_What is being asked_
Gather every line of the items below that contains the string "utility", and treat uppercase and lowercase letters as different.

[Begin Data rows]

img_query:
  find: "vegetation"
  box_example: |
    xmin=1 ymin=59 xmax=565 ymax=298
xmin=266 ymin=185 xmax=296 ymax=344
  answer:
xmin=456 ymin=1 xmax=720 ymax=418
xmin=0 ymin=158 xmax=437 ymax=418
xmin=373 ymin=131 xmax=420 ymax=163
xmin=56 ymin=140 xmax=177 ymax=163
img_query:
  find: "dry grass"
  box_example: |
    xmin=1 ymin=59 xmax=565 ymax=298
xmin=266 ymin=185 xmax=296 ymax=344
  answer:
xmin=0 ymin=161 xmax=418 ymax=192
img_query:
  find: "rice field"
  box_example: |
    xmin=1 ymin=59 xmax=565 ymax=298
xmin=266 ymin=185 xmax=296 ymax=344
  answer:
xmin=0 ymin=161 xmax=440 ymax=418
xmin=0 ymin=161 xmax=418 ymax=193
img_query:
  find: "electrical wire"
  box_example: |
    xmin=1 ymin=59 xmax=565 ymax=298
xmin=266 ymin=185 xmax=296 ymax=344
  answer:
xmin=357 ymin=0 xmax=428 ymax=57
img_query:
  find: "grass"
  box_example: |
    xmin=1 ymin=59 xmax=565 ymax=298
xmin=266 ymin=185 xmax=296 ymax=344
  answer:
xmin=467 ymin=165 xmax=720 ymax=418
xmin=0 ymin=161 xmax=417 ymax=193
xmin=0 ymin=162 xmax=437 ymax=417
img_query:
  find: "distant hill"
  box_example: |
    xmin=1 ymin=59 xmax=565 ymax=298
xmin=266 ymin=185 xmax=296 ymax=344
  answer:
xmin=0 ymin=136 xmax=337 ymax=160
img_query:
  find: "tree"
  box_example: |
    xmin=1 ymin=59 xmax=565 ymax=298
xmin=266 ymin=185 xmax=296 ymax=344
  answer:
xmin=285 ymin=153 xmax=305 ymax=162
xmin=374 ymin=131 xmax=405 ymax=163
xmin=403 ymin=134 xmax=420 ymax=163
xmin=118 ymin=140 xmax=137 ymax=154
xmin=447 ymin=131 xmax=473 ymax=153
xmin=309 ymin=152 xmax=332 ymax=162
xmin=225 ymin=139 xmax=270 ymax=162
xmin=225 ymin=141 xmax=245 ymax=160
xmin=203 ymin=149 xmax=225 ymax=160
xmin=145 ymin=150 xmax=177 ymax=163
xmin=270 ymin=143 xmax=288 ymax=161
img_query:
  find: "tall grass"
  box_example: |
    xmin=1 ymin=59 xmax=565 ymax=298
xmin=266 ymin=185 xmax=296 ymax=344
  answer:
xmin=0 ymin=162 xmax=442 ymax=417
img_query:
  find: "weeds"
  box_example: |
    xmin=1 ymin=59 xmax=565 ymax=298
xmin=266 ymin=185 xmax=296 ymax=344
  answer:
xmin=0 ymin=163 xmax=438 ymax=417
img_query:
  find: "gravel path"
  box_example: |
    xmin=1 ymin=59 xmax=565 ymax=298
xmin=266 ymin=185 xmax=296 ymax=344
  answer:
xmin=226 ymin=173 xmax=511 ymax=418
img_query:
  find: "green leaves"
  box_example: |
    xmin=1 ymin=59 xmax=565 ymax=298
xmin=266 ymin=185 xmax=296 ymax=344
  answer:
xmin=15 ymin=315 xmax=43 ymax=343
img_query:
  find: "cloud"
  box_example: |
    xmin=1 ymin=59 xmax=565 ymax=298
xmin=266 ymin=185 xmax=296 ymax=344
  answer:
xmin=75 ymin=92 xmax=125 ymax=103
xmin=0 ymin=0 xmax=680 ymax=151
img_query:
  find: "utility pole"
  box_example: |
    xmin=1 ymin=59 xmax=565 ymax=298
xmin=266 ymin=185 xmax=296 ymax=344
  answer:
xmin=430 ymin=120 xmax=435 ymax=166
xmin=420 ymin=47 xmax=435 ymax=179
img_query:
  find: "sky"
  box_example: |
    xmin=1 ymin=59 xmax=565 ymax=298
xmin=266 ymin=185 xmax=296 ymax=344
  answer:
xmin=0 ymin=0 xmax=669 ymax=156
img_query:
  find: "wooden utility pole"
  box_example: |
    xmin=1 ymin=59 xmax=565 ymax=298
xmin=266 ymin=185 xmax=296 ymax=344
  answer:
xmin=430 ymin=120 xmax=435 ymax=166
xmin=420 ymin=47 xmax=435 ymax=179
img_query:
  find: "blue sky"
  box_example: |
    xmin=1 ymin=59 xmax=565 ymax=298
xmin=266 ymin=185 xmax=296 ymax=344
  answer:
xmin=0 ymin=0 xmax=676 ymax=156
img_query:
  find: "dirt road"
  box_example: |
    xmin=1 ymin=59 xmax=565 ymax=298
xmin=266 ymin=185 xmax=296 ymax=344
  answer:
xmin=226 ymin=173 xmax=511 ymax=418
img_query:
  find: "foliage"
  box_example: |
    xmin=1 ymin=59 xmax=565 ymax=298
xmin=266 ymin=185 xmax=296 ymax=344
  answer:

[End Data rows]

_Result for this task_
  find: "utility pole"
  find: "wooden utility pole"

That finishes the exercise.